[Problem description] Arrange the lines of the records as a numbered list, from the line containing "segment: house" through the end of the records, both included, with blank lines omitted. Leave the pictures out.

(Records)

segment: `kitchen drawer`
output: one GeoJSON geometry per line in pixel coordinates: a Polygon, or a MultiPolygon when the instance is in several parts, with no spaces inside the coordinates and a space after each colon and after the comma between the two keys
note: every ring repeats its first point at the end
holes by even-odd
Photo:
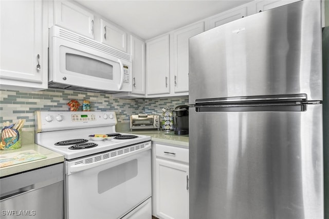
{"type": "Polygon", "coordinates": [[[188,149],[156,144],[156,151],[157,157],[189,162],[188,149]]]}

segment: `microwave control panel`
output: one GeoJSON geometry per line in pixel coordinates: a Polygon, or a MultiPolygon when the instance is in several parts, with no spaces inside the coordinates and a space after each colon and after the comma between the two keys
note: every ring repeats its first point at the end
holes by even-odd
{"type": "Polygon", "coordinates": [[[123,65],[123,83],[129,84],[129,66],[123,65]]]}

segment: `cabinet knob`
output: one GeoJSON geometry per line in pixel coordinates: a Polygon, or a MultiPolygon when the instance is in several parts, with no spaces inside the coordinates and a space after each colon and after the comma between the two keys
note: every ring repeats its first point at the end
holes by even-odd
{"type": "Polygon", "coordinates": [[[106,39],[106,26],[104,26],[104,39],[106,39]]]}
{"type": "Polygon", "coordinates": [[[41,65],[40,65],[40,55],[39,54],[36,55],[36,60],[38,61],[38,65],[36,65],[36,70],[40,70],[41,69],[41,65]]]}

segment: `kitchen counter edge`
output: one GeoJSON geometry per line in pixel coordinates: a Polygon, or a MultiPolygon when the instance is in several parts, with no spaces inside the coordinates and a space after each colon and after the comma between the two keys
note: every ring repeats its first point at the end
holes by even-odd
{"type": "Polygon", "coordinates": [[[0,151],[0,154],[33,150],[47,156],[46,158],[25,162],[0,168],[0,177],[64,162],[64,156],[36,144],[23,145],[19,149],[0,151]]]}
{"type": "Polygon", "coordinates": [[[185,148],[189,148],[189,137],[179,135],[168,135],[162,131],[138,130],[127,131],[126,133],[136,135],[148,135],[151,137],[151,140],[158,143],[169,144],[185,148]]]}

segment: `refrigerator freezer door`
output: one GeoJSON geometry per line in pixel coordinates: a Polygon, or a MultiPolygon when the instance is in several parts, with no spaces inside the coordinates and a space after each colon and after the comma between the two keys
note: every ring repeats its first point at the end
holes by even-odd
{"type": "Polygon", "coordinates": [[[323,218],[322,107],[190,107],[190,218],[323,218]]]}
{"type": "Polygon", "coordinates": [[[320,1],[248,16],[189,40],[189,103],[305,94],[322,99],[320,1]]]}

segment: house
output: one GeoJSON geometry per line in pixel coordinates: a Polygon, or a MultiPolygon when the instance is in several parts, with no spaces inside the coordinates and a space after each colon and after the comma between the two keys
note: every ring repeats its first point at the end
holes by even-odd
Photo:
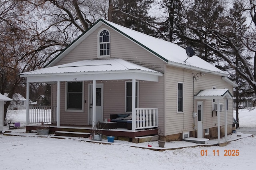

[Written response]
1. segment: house
2. output: one GeoJSON geometry per line in pixel coordinates: a Polygon, or a MultiPolygon when the instance is in several parts, with no spaces inside the coordinates and a space after each colon and after the comma between the two keys
3. note: every ring repeats its first point at the end
4. holes by even-odd
5. Photo:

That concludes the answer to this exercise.